GOAL: Please find every line below that contains the word "tree" and copy each of those lines in full.

PROVIDED DATA:

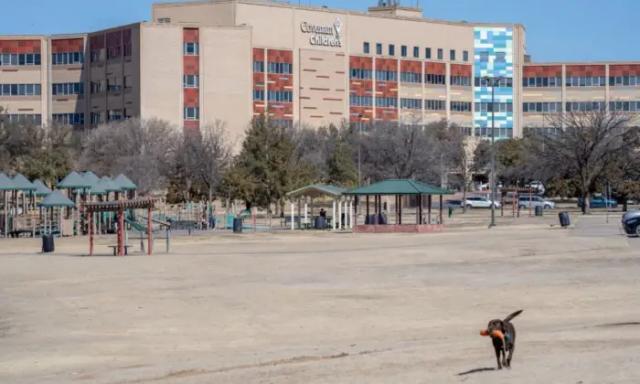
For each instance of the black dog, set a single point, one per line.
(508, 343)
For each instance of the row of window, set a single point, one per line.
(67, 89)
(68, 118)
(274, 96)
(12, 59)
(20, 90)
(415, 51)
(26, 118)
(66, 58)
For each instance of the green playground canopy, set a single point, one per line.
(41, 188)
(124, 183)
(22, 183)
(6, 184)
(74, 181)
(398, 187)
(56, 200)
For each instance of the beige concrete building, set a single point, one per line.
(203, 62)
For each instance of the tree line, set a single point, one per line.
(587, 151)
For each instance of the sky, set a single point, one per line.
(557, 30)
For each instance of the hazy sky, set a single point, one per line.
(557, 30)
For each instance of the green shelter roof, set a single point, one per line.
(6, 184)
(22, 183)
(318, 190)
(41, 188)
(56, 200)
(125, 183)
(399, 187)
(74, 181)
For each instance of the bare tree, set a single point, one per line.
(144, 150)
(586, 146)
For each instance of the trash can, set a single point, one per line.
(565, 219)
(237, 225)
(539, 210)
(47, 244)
---
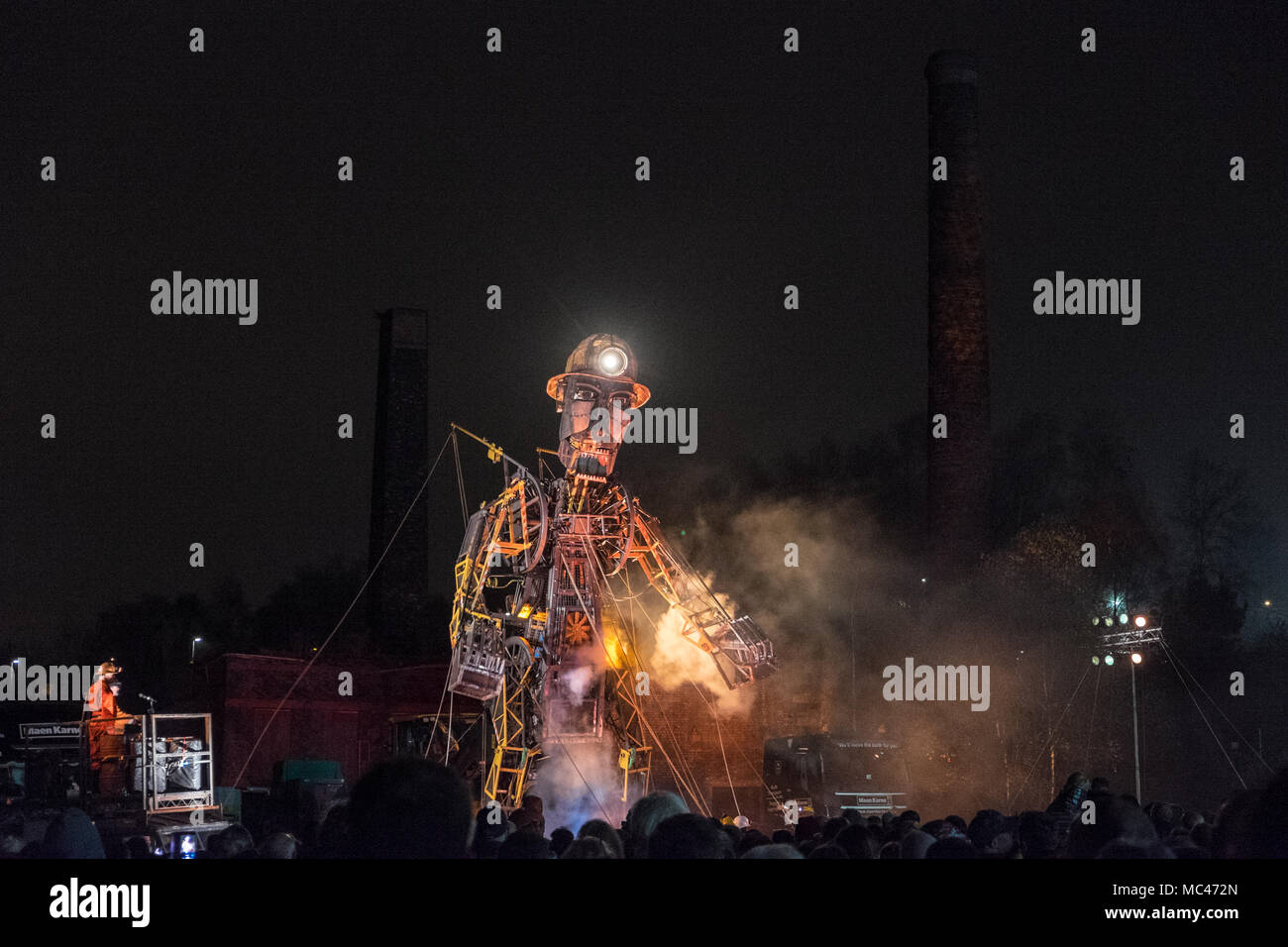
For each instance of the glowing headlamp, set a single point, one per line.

RESULT:
For each instance of the tree line, set a single point, one per line.
For each instance of the bare tree, set a single point, one per line.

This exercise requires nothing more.